_Working data_
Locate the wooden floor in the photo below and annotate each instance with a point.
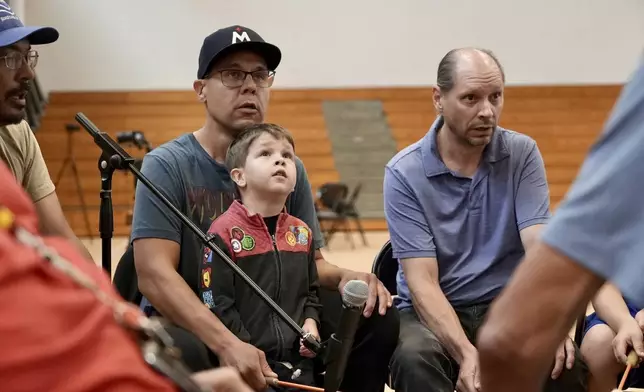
(339, 252)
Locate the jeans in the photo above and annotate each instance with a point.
(421, 363)
(368, 365)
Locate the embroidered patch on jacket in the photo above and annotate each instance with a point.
(236, 245)
(237, 233)
(207, 299)
(290, 238)
(205, 277)
(301, 233)
(207, 255)
(248, 242)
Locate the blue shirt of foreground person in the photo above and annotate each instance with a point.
(596, 235)
(462, 205)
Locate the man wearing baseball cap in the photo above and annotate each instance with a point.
(18, 146)
(48, 316)
(236, 70)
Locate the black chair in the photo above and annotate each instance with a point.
(385, 267)
(338, 209)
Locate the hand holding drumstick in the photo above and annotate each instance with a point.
(631, 362)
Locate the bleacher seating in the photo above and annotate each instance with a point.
(563, 120)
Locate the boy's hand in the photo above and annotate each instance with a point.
(310, 326)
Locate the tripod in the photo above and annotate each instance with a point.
(70, 160)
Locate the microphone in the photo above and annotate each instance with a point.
(354, 297)
(135, 137)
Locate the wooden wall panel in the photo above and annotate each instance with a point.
(563, 120)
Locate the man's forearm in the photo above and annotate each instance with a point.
(329, 275)
(527, 322)
(439, 316)
(171, 296)
(610, 307)
(83, 249)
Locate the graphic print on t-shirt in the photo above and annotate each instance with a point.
(205, 204)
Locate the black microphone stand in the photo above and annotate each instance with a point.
(120, 159)
(106, 165)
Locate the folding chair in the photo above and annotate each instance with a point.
(338, 208)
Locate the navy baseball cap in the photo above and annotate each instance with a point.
(13, 30)
(231, 39)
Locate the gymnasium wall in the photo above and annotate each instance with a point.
(154, 44)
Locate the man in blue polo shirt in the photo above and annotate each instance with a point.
(597, 235)
(462, 205)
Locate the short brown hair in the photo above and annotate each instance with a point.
(238, 150)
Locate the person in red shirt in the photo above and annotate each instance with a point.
(55, 334)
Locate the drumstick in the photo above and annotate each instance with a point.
(630, 362)
(277, 383)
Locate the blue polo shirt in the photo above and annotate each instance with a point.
(470, 225)
(600, 224)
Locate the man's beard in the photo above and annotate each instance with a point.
(7, 117)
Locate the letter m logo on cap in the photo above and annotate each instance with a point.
(240, 36)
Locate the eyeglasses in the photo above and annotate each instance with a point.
(15, 60)
(236, 78)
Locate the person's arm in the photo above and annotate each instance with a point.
(331, 276)
(610, 307)
(312, 305)
(222, 284)
(532, 200)
(53, 222)
(38, 184)
(594, 236)
(413, 244)
(156, 236)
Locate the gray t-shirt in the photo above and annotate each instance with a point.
(600, 223)
(202, 189)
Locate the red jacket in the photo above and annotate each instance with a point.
(54, 334)
(283, 265)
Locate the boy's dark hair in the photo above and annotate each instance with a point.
(238, 150)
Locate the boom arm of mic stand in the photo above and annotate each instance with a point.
(121, 159)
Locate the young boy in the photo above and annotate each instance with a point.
(272, 247)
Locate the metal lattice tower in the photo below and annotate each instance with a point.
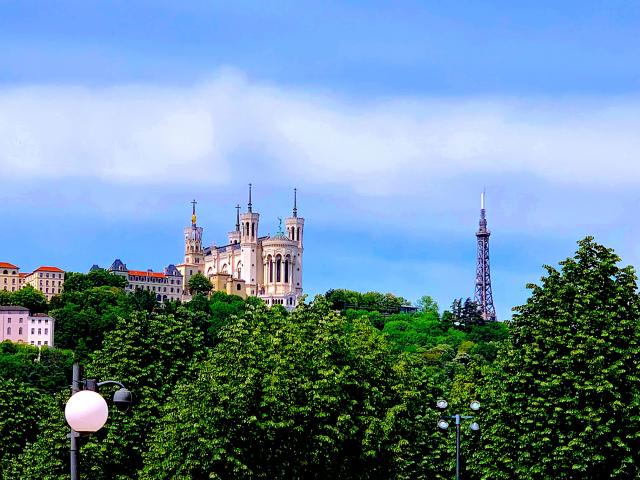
(483, 295)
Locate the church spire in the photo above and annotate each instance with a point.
(295, 203)
(193, 213)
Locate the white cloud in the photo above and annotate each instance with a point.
(149, 135)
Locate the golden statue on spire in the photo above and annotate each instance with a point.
(193, 214)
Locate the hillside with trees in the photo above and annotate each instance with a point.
(342, 387)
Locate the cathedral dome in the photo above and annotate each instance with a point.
(279, 236)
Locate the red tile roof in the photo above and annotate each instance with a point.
(142, 273)
(49, 269)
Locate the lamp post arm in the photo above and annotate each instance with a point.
(110, 382)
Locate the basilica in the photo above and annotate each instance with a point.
(268, 267)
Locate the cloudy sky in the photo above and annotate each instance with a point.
(389, 117)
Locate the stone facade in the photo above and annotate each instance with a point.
(17, 325)
(9, 277)
(166, 285)
(269, 267)
(48, 280)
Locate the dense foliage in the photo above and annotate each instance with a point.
(564, 392)
(342, 387)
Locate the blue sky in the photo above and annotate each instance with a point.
(390, 118)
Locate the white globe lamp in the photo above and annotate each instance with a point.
(86, 411)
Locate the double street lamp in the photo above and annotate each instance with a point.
(443, 424)
(87, 411)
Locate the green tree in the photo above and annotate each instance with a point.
(564, 392)
(46, 369)
(20, 409)
(304, 395)
(198, 283)
(426, 303)
(83, 317)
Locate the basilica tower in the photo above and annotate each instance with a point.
(193, 251)
(295, 232)
(246, 269)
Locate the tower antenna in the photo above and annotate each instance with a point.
(483, 295)
(193, 212)
(295, 203)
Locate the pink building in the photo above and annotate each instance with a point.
(17, 325)
(40, 330)
(14, 324)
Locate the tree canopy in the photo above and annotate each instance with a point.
(564, 391)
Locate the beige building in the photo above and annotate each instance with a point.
(48, 280)
(165, 285)
(270, 267)
(224, 282)
(9, 277)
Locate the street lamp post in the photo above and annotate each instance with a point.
(443, 424)
(87, 411)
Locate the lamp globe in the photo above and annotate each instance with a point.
(86, 411)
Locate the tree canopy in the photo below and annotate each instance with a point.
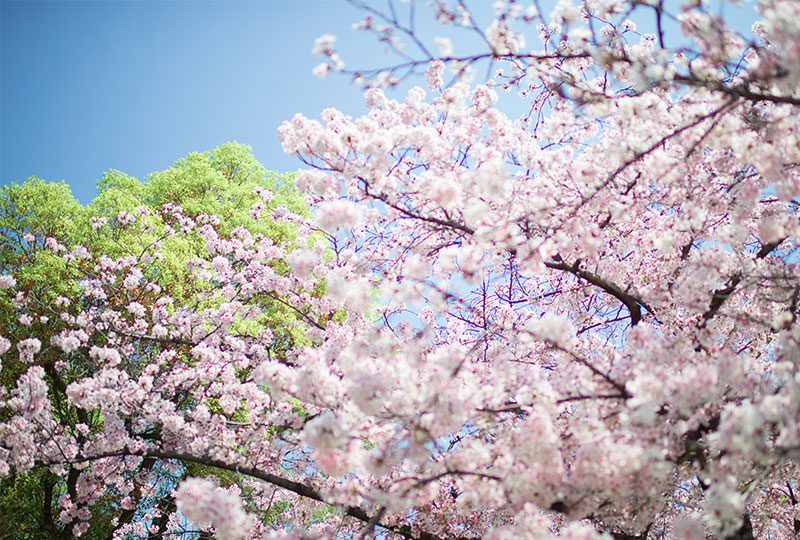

_What is required_
Return each entry exactly as given. Leave the images out.

_Exercise response_
Locate the wooden floor in the photo below and annotate each instance with a point.
(339, 252)
Locate the jeans in the photo above and annotate each instance with a point.
(421, 363)
(368, 365)
Locate the embroidered patch on jacket in the photo above and annotate each instance with a point.
(236, 245)
(237, 233)
(207, 299)
(290, 238)
(205, 277)
(301, 233)
(207, 255)
(248, 242)
Locate the blue shirt of foreground person in the photo above and annotate each instance with a point.
(596, 235)
(462, 205)
Locate the man wearing baseball cap in the photo above and annotate each instance with a point.
(18, 146)
(48, 316)
(236, 70)
Locate the black chair in the photo above and annotate each instance with a point.
(385, 267)
(338, 209)
Locate the hand holding drumstick in the photo above and annotate each instance with a point.
(631, 362)
Locate the bleacher seating in the photo above and annotate each instance with a point.
(563, 120)
Locate the boy's hand in the photo above and annotate each instance with a point.
(310, 326)
Locate the tripod in the photo above and annotate each instance with a point.
(70, 160)
Locate the microphone in the photo above and annotate each instance with a point.
(354, 297)
(135, 137)
Locate the wooden wall panel in the photo above and annotate each instance with a point.
(563, 120)
Locate the man's forearm in the photo above and annotate each instance with a point.
(329, 275)
(527, 322)
(439, 316)
(171, 296)
(610, 307)
(83, 249)
Locate the graphic print on t-shirt in the photo above and annotate each instance with a point.
(205, 204)
Locate the black microphone stand in the photo above and annotate each instance with a point.
(120, 159)
(106, 165)
Locate the folding chair in the photo above and annotate each instance with a point.
(338, 208)
Locate the navy baseball cap in the photo above and annotate each instance with a point.
(13, 30)
(231, 39)
Locate the gymnasium wall in the photo above and annotate each instance with a point.
(154, 44)
Locate the man in blue polo shirt in the photo above and annotate each instance with a point.
(597, 235)
(462, 205)
Locate the short brown hair in the photo above and annotate each instance with a point.
(238, 150)
Locate the person in red shirt in the photo above and annotate each instance with a point.
(55, 334)
Locate the drumstick in the photo above and annotate each instance with a point.
(630, 362)
(277, 383)
Locate the blue polo shirt in the photo above and annotate each instance with a point.
(470, 225)
(600, 224)
Locate the man's beard in the photo above and annotate each instance with a point.
(7, 117)
Locate the letter m logo on cap in the photo above and annotate each instance with a point.
(240, 36)
Locate the eyeglasses in the photo above and annotate each instance with a point.
(15, 60)
(236, 78)
Locate the person's arm in the photo above and annotate each instance with a point.
(331, 276)
(610, 307)
(312, 305)
(222, 284)
(532, 200)
(53, 222)
(38, 184)
(594, 236)
(413, 244)
(156, 236)
Locate the gray t-shirt in the photo above and annotate each instance with a point.
(600, 223)
(202, 189)
Locate the red jacket in the photo above and annotate each instance with a point.
(54, 334)
(283, 265)
Locate the boy's dark hair in the photo above and annotate each instance with a point.
(238, 150)
Locate the boom arm of mic stand in the photo above and annotate each instance with a point.
(121, 159)
Locate the young boy in the photo above and annotate each instance with a point.
(272, 247)
Locate the metal lattice tower in the photo below and annotate each instance with a point.
(483, 295)
Locate the church spire in the photo above and annotate each instance with a point.
(295, 203)
(193, 213)
Locate the white cloud in the photo above and annotate each instance with a point.
(149, 135)
Locate the golden statue on spire in the photo above and annotate each instance with a point.
(193, 214)
Locate the hillside with trees in the photo above and annotate each instance with a point.
(342, 387)
Locate the cathedral dome in the photo above and annotate each instance with a point.
(279, 236)
Locate the red tile roof in the photo above and annotate each instance with a point.
(142, 273)
(49, 269)
Locate the lamp post arm in the photo above and annotate each instance with a point.
(110, 382)
Locate the basilica in the photo above and annotate each instance with a point.
(268, 267)
Locate the cloudy sky in the photo above and annotate each instance with a point.
(389, 117)
Locate the stone facade in the photo above and annotate each instance with a point.
(17, 325)
(9, 277)
(166, 285)
(269, 267)
(48, 280)
Locate the dense foliage in the photo above and annotate each instance with a point.
(564, 392)
(342, 387)
Locate the blue sky in the photo above and annotate each instance with a point.
(390, 118)
Locate the white globe lamp in the photo above and annotate each instance with a point.
(86, 411)
Locate the double street lamp in the photo above and annotate each instance with a point.
(443, 424)
(87, 411)
Locate the green tree in the photo above and annotate each instance with a point.
(564, 392)
(46, 369)
(20, 409)
(304, 395)
(198, 283)
(426, 303)
(83, 317)
Locate the basilica tower in the photo above and annotate each instance with a point.
(193, 251)
(295, 232)
(246, 269)
Locate the tower antenna in the photo above and annotate each instance with a point.
(483, 295)
(193, 212)
(295, 203)
Locate the pink building in the photo above and annotate each instance with a point.
(17, 325)
(40, 330)
(14, 324)
Locate the tree canopy in the photo above and annotate each instance with a point.
(564, 391)
Locate the beige building in the photo above and annotate each instance with a point.
(48, 280)
(165, 285)
(270, 267)
(224, 282)
(9, 277)
Locate the street lamp post in the photo above and annotate each instance with a point.
(443, 424)
(87, 411)
Locate the lamp globe in the photo above and annotate each instance with a point.
(86, 411)
Locate the tree canopy in the photo below and annotate each instance with a point.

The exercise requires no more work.